> _EXERCISE_: Retype each entry below, keeping every character the same.

***

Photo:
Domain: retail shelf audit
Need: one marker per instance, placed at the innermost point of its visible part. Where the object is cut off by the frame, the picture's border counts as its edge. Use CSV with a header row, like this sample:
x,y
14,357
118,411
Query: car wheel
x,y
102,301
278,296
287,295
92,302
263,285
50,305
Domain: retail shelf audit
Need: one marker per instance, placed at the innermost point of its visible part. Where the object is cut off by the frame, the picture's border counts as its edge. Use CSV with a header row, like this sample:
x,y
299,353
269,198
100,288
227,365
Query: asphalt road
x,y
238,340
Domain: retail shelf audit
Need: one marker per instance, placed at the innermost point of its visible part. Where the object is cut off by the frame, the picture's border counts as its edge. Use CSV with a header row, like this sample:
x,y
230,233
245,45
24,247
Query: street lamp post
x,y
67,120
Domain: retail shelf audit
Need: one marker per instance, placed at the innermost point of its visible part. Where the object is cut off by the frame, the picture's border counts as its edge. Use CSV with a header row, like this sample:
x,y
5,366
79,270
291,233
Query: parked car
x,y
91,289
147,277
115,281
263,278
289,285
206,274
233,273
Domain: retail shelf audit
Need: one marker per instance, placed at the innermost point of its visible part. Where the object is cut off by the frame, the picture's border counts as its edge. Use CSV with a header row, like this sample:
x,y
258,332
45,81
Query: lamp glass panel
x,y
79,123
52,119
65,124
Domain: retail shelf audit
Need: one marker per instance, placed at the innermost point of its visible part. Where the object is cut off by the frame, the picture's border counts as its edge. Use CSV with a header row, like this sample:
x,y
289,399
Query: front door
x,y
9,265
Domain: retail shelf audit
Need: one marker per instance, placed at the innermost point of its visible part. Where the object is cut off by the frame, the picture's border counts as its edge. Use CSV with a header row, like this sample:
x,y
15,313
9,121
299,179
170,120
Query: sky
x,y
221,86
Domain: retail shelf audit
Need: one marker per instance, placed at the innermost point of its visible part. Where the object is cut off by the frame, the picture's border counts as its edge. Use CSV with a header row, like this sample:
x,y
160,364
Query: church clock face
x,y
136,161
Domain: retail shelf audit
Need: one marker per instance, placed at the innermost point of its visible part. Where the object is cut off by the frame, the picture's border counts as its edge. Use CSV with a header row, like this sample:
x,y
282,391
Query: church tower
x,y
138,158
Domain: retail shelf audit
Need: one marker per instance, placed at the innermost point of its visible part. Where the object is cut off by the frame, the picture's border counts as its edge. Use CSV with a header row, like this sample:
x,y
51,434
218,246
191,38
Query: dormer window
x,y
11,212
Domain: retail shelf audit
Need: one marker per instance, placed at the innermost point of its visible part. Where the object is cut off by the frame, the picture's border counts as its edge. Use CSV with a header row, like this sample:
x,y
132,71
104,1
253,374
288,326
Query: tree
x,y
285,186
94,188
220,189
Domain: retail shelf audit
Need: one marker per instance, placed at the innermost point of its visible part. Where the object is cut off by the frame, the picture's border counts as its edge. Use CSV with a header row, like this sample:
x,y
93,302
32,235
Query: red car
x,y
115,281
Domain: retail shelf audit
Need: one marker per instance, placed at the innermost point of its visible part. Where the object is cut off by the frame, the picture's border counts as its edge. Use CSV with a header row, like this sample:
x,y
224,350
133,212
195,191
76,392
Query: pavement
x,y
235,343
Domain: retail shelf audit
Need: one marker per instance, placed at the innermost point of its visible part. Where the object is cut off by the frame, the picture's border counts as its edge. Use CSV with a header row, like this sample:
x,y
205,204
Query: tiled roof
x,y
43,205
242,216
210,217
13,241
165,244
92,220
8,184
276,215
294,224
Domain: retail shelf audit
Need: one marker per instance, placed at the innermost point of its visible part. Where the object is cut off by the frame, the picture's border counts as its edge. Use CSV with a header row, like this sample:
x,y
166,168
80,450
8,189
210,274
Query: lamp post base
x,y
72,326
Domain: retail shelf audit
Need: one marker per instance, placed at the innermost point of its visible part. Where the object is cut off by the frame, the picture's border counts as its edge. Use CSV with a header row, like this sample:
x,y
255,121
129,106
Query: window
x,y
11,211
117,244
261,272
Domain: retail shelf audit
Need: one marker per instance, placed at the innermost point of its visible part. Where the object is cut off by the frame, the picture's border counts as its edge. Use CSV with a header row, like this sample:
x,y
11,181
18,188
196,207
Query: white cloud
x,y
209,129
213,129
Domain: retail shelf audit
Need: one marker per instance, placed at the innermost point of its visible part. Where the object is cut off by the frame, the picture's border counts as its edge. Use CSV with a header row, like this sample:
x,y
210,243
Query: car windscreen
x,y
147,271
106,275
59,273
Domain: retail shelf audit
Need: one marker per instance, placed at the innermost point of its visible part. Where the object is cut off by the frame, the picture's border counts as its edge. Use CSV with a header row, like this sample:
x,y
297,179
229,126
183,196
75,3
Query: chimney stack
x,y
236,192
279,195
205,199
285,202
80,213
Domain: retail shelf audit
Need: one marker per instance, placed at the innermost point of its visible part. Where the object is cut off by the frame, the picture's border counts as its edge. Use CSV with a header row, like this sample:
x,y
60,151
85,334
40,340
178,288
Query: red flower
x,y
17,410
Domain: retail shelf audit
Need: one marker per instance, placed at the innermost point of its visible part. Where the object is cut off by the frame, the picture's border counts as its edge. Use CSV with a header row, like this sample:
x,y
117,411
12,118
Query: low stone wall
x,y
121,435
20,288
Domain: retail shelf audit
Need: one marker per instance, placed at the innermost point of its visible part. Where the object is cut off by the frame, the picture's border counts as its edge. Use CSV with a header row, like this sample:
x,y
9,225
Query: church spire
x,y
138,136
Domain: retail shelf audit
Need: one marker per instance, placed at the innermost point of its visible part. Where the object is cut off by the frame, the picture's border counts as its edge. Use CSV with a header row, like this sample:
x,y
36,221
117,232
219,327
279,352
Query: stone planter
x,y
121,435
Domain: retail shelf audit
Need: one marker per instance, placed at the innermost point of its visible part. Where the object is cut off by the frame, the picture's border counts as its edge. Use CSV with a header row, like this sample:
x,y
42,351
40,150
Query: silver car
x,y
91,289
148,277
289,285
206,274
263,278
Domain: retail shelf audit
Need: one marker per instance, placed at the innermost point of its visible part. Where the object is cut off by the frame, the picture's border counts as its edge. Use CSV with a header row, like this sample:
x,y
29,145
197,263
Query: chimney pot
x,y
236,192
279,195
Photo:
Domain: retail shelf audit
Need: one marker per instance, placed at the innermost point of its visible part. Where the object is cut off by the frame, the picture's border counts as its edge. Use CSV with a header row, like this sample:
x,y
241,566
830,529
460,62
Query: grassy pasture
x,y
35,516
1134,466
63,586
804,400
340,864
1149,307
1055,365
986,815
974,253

***

> _THE REPLY_:
Photo:
Domain: retail shelf audit
Need: one marker per instance, placed at the innermost point of its visible part. Where the object is cut off by the frame, the picture's border counts as its edge. Use CSV with a header row, like this sample:
x,y
14,357
118,411
Query: car wheel
x,y
102,301
278,296
287,295
92,302
263,285
50,305
Domain: retail shelf audit
Need: one marker per instance, placed at the innermost point of its visible part. Where the object is cut off by the frame, the picture's border counts as its edge. Use CSV with a header row, like this sample:
x,y
299,353
269,198
100,288
227,365
Query: asphalt road
x,y
238,340
Domain: retail shelf audit
Need: one marker per instance, placed at the innermost point of its visible part. Where the object is cut off by the frame, the picture's border counts as its edge. Use CSV with a header row, like this sample:
x,y
230,233
245,45
24,247
Query: street lamp post
x,y
67,120
Domain: retail shelf audit
Need: one marker per instance, placed at the innermost point of its visible part. Where the object is cut off by the frame, the picture's border counts as its edge. Use CSV with a header row, like this sample:
x,y
5,366
79,270
291,233
Query: parked car
x,y
91,289
147,277
115,281
263,278
289,285
206,274
233,273
Domain: retail shelf audit
Need: one marker per instance, placed at the innermost point of its visible part. Where the object is cut off by the frame, the picture's border counts as its edge. Use CSV with a header row, like this sample:
x,y
258,332
45,81
Query: lamp glass panel
x,y
79,123
52,119
65,124
Domain: retail shelf audit
Need: one marker per instance, placed at the innermost point of its visible part. Where the object is cut off by the frame, the picture's border counts as its edge. Use CSV with a header row, like this sample:
x,y
289,399
Query: front door
x,y
9,265
Domain: retail shelf audit
Need: one marker per instance, placed at the innermost point of its visible part. Where the object is cut off by the frame, the picture's border counts as its edge. Use CSV with a header row, like this sample:
x,y
15,313
9,121
299,179
170,120
Query: sky
x,y
221,86
Domain: retail shelf audit
Need: one marker per instance, placed at the innermost point of its visible part. Where the object is cut off by the frame, the picture's border counts as its edge. Use CSV with a header row, like this sample:
x,y
160,364
Query: church clock face
x,y
136,161
Domain: retail shelf audit
Need: one marker per instance, placed at the innermost point of its visible part. Where the object is cut off by the frame, the picture's border counts as its edge. Use CSV with a header row, like this sample:
x,y
282,391
Query: church tower
x,y
138,158
Domain: retail shelf audit
Need: one marker per instance, placed at the innermost point of its visible part. Where the object is cut off by the frame, the picture's border counts as its edge. Use CSV with a header row, like this sample:
x,y
51,434
218,246
191,38
Query: dormer window
x,y
11,212
Domain: retail shelf audit
Need: one marker per instance, placed at the innermost point of its visible part. Where the object is cut off by the frame, the picture's border counts as its edge. Use CSV with a header row, like this sample:
x,y
132,71
104,1
253,374
288,326
Query: tree
x,y
285,186
94,188
220,189
Domain: retail shelf audit
Need: one marker per instance, placed at the innermost point of its visible part. Where the object is cut off by the frame, the picture's border counts as its edge. Use CSV with a header row, like this sample:
x,y
93,302
32,235
Query: red car
x,y
115,281
Domain: retail shelf audit
Need: one marker per instance, placed at the innermost point of its visible part. Where the object is cut off by the frame, the picture's border counts as its edge. Use CSV with a header row, like this sample:
x,y
224,350
133,212
195,191
76,392
Query: pavement
x,y
235,343
Domain: retail shelf audit
Need: one marker per instance, placed at the innermost point of its visible part. Where the object is cut off by the frame, the picture's border counts as its edge. Use CSV with a header row, like this sample:
x,y
205,204
Query: tiled roof
x,y
43,205
242,216
210,217
13,241
165,244
92,220
8,184
276,215
294,224
Domain: retail shelf audit
Need: one marker per instance, placed at the innermost point of its visible part. Where the object is cut off by the frame, the picture's border counts as its edge. Use CSV with a header row, like this sample:
x,y
166,168
80,450
8,189
210,274
Query: lamp post base
x,y
72,326
Domain: retail shelf audit
Need: one marker per instance, placed at the innermost point of its visible part. Where the object is cut off by the frame, the picture's border counts as its edge. Use CSV with a header row, like this sample:
x,y
255,121
129,106
Query: window
x,y
11,211
117,244
261,272
Domain: retail shelf audit
Need: one marker per instance, placed at the innermost point of its visible part. Where the object is cut off by the frame, the picture's border counts as its edge. Use CSV with a header row, like this sample:
x,y
11,181
18,188
196,207
Query: white cloud
x,y
209,129
213,129
Domain: retail shelf audit
Need: one marker per instance, placed at the innermost point of its visible part. Where the object is cut off by the frame, the picture's border counts as its edge. Use CSV with a header row, like this sample:
x,y
210,243
Query: car windscreen
x,y
147,271
106,275
59,273
Domain: retail shelf audit
Need: one marker per instance, placed at the innermost point of its visible part. Where the object is cut off by the frame, the picture's border counts as its edge. Use CSV with a header row, like this sample:
x,y
297,179
229,126
183,196
75,3
Query: chimney stack
x,y
236,192
279,195
205,199
285,202
80,213
Domain: retail shelf audit
Need: one marker per instance, placed at the innermost point of its visible part. Where the object is cut off by the frame, the picture's border counts as its edge. Use CSV with a header row, like this sample:
x,y
60,151
85,334
40,340
178,288
Query: red flower
x,y
17,410
Domain: retail shelf audit
Need: one marker per instance, placed at the innermost point of its visible part. Where the object is cut off by the frame, the picture's border counts as its edge. Use CSV with a header row, like this sample:
x,y
117,411
12,118
Query: low stone wall
x,y
121,435
20,288
Domain: retail shelf audit
Need: one marker per instance, placed at the innermost point of its visible part. Where the object is cut off by the frame, the picture's border counts as its edge. Use CSV with a header row, like this sample:
x,y
9,225
Query: church spire
x,y
138,136
Domain: retail shelf audit
Need: one marker per instance, placed at the innermost point of its visible part. Where the object is cut off by the frame, the picture's border counts as its edge. Use CSV with a header row, like this sample:
x,y
36,221
117,232
219,327
279,352
Query: stone planter
x,y
121,435
Domain: retail shelf audit
Need: one marker per instance, placed at the innermost point of its visible part. Where the object is cut off by the frame, the picture's border counts as its edge. Use CSV with a header row, like this sample:
x,y
42,351
40,150
Query: silver car
x,y
91,289
148,277
289,285
206,274
263,278
Domain: retail shelf audit
Need: one marker per instance, placed at the innermost point of its visible part. Where the object is cut off by the frame, the picture's border counts as its edge. Use CSV with a header row, like this sample:
x,y
29,145
197,263
Query: chimney pot
x,y
236,192
279,195
Photo:
Domain: retail shelf audit
Need: one marker per instance, placed at the innermost point of its visible part. Where the object is cut off by the frame, the picture's border counts as its edge. Use CSV with a header row, like this sample:
x,y
241,566
830,529
460,62
Query: grassy pasture
x,y
35,516
1134,466
63,586
804,400
340,864
1149,307
1055,365
986,815
974,253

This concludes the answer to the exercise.